Reading text below:

Unless you were in hibernation during the last two years, I haven’t told you anything you didn’t likely already observe for yourself. So let me tell you about three businesses I was mentoring and the changes they made to survive and to actually thrive. The first was a retail store. When the pandemic first struck, they were forced to close their doors to the public. Overnight, they rapidly increased their on-line store and added additional products to their website catalogue. But their adaptation didn’t stop there. When they were allowed to reopen to their customers, albeit in very limited store capacity, they went to a boutique model and began scheduling shopping appointments. When last I checked, they were having a record year in sales.

My second business was a real estate agency, who was, prior to the pandemic, in the process of forming her own real estate team. When the pandemic made it obvious that business could not be done in the usual way, she adapted overnight to virtual showings and closings and not only went ahead with her plan to build a team, but thanks to her ability to be adaptive, has realized great success and can now facilitate even more clients in more creative ways.

End of Reading text.

→ Work instructions:
**A)** Transcribe the text on pandemic business changes from "Unless you were" to "year in sales.", inclusive.
**B)** Decide whether each statement agrees with the text on pandemic business changes, answering yes or no and quoting the words that settle it: (i) The retail store had to close its doors to the public when the pandemic first struck. (ii) The real estate agent gave up her plan to build a team. (iii) After reopening, the retail store started scheduling shopping appointments.
The rows after the text on pandemic business changes are not needed for any of this work.

Records below:

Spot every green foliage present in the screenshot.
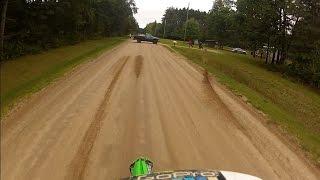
[162,7,207,40]
[162,41,320,164]
[208,0,234,48]
[0,37,125,115]
[144,21,163,37]
[183,18,201,39]
[2,0,138,59]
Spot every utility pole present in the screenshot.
[183,2,190,41]
[162,19,167,38]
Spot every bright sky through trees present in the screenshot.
[135,0,213,28]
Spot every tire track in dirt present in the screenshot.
[134,55,143,78]
[65,56,129,180]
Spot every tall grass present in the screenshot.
[1,37,125,115]
[162,43,320,165]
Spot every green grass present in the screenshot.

End of Records.

→ Results for each task:
**A)**
Unless you were in hibernation during the last two years, I haven’t told you anything you didn’t likely already observe for yourself. So let me tell you about three businesses I was mentoring and the changes they made to survive and to actually thrive. The first was a retail store. When the pandemic first struck, they were forced to close their doors to the public. Overnight, they rapidly increased their on-line store and added additional products to their website catalogue. But their adaptation didn’t stop there. When they were allowed to reopen to their customers, albeit in very limited store capacity, they went to a boutique model and began scheduling shopping appointments. When last I checked, they were having a record year in sales.

**B)**
(i) Yes: "When the pandemic first struck, they were forced to close their doors to the public."
(ii) No: "not only went ahead with her plan to build a team"
(iii) Yes: "they went to a boutique model and began scheduling shopping appointments"